[Data records]
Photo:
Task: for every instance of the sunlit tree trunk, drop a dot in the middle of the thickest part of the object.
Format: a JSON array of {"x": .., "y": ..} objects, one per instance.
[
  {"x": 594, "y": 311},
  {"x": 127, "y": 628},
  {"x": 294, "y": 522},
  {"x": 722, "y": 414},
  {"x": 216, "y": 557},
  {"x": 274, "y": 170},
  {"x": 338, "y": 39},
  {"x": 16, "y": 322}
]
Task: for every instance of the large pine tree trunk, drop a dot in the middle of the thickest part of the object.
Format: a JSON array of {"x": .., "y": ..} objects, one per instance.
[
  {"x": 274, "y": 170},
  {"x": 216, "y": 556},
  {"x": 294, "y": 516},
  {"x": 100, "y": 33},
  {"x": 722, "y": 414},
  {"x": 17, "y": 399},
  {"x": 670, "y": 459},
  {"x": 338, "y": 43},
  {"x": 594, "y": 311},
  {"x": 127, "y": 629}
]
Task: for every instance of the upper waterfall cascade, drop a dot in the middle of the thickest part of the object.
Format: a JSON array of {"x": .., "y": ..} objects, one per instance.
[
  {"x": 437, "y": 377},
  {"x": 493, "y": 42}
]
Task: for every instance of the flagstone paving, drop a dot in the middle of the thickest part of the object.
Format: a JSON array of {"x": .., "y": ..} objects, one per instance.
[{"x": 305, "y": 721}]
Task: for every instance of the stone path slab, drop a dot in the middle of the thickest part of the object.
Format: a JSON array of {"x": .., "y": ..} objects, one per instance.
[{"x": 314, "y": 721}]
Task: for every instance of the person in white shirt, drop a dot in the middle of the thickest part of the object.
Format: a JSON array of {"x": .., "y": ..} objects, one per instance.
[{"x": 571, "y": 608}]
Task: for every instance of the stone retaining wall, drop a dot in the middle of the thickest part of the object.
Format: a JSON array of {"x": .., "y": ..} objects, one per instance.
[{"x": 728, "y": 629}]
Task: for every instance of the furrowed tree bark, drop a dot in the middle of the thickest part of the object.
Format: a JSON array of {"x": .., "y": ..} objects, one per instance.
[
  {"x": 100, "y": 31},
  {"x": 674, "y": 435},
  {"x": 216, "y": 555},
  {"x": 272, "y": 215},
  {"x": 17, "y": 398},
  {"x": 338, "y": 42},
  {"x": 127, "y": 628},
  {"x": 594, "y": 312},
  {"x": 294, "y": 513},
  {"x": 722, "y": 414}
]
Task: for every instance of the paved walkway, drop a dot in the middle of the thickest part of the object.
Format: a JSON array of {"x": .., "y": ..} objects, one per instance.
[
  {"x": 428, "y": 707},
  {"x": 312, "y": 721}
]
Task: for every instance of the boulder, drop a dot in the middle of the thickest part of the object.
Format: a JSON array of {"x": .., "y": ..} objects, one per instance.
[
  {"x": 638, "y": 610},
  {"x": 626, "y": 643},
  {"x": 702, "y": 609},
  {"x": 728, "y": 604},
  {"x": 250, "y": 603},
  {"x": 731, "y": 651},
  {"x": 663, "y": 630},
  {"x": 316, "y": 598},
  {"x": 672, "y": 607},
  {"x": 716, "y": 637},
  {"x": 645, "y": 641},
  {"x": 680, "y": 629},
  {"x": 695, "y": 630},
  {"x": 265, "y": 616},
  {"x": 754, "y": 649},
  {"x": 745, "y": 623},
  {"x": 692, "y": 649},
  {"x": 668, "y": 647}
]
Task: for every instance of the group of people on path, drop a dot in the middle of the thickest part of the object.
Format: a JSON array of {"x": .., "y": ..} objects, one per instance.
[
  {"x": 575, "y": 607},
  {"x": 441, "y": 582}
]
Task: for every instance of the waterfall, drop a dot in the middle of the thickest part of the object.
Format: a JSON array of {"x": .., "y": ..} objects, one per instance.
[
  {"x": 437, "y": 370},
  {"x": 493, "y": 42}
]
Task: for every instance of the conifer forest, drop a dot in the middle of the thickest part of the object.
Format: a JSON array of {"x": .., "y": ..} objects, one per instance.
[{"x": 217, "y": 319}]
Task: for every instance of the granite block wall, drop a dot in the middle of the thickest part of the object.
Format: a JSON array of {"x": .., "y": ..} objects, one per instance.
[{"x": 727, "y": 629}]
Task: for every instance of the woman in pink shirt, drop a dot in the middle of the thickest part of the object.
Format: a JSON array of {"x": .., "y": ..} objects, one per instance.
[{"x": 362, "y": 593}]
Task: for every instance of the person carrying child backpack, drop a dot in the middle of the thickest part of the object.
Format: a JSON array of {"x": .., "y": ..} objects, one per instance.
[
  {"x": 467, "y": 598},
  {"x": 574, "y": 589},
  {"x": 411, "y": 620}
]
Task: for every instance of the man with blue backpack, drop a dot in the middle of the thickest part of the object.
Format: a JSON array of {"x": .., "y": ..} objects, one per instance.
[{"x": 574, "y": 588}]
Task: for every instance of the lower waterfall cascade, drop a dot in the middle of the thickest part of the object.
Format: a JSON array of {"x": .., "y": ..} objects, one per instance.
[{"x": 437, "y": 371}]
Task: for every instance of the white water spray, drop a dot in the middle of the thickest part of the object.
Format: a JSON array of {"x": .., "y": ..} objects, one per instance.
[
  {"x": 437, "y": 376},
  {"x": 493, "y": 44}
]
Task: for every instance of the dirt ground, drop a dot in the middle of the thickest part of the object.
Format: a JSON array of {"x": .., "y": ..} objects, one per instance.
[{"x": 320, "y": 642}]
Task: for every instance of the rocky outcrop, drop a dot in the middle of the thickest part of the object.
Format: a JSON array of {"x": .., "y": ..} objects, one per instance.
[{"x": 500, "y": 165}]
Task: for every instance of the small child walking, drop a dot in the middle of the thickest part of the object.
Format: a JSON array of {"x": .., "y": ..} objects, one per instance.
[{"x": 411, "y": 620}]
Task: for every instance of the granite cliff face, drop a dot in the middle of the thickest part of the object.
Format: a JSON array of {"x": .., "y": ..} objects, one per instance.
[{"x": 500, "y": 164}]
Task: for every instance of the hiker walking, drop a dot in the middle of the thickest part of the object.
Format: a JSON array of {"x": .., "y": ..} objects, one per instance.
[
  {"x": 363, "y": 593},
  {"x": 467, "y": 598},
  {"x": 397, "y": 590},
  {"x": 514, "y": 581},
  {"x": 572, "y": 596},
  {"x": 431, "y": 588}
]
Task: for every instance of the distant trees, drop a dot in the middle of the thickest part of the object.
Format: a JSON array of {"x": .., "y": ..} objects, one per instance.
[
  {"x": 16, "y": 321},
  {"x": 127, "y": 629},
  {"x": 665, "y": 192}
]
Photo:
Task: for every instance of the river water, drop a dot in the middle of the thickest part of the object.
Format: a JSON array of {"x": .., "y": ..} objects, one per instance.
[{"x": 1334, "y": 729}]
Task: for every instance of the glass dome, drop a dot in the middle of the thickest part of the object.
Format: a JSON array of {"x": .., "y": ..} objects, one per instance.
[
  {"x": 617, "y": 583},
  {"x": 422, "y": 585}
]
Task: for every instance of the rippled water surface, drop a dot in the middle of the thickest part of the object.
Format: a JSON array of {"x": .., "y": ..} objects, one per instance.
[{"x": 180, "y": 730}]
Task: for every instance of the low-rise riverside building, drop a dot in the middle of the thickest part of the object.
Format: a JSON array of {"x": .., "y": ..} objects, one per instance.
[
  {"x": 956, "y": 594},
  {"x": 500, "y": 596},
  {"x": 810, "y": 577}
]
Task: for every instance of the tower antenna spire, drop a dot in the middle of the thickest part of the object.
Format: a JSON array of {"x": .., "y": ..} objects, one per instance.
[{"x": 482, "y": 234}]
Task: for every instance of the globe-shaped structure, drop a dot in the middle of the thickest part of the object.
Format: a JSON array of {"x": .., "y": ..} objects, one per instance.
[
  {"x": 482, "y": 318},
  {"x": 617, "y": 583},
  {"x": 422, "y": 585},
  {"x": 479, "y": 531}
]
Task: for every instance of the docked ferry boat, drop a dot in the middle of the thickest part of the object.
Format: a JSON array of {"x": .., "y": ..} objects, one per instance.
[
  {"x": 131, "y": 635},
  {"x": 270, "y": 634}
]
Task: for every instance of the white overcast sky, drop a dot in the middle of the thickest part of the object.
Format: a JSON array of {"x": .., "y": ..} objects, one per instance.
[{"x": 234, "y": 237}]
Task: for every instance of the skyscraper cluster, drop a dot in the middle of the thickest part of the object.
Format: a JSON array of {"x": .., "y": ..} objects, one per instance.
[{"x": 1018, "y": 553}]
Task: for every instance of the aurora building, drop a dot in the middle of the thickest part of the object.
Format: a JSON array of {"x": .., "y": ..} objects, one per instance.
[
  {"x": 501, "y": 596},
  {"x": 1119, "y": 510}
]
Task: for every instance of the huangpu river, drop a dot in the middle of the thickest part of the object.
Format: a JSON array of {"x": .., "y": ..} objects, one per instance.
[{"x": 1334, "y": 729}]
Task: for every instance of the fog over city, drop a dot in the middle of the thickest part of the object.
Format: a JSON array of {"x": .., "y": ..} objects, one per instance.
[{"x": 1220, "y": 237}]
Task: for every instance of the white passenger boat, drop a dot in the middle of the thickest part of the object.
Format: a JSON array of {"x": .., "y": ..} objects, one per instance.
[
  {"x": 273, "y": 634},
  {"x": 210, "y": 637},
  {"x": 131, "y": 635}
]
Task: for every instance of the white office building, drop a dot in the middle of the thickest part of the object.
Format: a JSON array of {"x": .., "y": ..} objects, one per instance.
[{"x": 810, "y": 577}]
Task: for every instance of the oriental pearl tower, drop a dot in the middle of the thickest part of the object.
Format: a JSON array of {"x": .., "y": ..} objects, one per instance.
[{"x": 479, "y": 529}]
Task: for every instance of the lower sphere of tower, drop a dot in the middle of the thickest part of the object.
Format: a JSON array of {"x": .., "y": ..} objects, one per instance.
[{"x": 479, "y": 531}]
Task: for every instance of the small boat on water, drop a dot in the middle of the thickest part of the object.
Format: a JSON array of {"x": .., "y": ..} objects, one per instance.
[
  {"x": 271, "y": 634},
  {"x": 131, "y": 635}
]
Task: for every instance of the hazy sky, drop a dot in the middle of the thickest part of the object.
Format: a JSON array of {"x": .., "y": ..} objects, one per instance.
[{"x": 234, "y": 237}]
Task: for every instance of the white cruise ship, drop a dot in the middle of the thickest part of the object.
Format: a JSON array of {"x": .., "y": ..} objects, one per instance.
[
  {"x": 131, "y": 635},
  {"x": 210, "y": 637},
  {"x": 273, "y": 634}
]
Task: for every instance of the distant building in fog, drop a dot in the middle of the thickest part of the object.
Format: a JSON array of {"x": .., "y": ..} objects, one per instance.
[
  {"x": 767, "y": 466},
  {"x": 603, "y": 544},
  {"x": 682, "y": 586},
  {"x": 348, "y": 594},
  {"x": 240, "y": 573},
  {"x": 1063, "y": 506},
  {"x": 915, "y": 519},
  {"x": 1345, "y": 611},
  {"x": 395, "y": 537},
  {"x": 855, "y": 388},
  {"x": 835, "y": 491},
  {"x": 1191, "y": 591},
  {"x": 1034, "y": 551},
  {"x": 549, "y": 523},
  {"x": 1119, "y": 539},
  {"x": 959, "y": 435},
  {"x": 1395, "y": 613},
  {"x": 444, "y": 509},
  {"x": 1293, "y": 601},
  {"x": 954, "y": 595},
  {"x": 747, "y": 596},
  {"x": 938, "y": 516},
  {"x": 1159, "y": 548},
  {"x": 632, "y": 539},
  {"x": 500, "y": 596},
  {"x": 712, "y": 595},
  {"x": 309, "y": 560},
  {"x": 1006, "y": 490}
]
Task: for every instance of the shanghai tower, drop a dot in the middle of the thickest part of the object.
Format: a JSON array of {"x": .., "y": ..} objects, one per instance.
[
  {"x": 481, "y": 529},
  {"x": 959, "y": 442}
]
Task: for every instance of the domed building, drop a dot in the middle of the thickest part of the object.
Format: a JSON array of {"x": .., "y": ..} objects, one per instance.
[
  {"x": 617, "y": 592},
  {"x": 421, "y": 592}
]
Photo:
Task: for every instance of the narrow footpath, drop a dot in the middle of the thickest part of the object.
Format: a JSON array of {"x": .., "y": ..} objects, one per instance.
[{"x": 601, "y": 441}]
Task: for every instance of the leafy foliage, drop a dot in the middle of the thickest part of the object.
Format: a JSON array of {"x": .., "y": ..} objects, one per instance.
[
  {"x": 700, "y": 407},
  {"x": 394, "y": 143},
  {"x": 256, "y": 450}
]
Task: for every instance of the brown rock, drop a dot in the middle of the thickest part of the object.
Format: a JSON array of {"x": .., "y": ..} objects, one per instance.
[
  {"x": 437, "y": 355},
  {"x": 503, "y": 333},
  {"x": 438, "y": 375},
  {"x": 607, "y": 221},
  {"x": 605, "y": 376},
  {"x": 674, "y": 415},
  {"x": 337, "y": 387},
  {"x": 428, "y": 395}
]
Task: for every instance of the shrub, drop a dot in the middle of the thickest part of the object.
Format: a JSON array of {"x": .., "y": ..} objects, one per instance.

• Task goal:
Once you reach the line with "Task: for every instance of the lower sphere" in the data above, copy it and every line after it exactly, up to and including the line with "Task: for every instance of the small boat".

• Output of the task:
Task: for every instance of the lower sphere of tower, drop a dot in the middle of the thickest part of the object.
Format: a JSON array of {"x": .., "y": ..} objects, one per instance.
[{"x": 479, "y": 531}]
Task: for every instance of the small boat on water, drop a dot in the middle of the thickest part of the object.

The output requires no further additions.